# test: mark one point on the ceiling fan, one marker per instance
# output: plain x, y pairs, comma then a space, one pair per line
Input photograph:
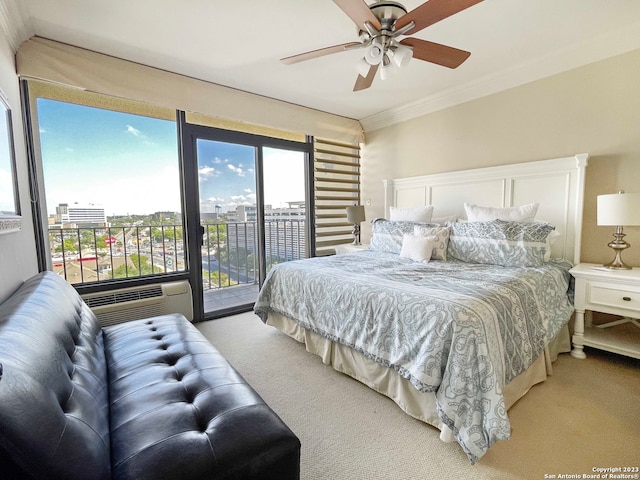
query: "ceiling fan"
379, 26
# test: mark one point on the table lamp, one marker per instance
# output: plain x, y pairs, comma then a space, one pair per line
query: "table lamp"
618, 209
355, 215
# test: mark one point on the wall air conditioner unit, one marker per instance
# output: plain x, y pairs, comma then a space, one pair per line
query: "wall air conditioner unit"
117, 306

******************************

_Problem statement_: Please copy the records from the line containing "# test: mark one point on the wall" through the end of the records, replacing "air conditioner" with "cooling" and changing nothing else.

_Task response_:
# test: mark one point on the wall cooling unit, one marker per instance
# output: plain x, y pairs, comma then a space, one pair per line
query: "wall cooling unit"
117, 306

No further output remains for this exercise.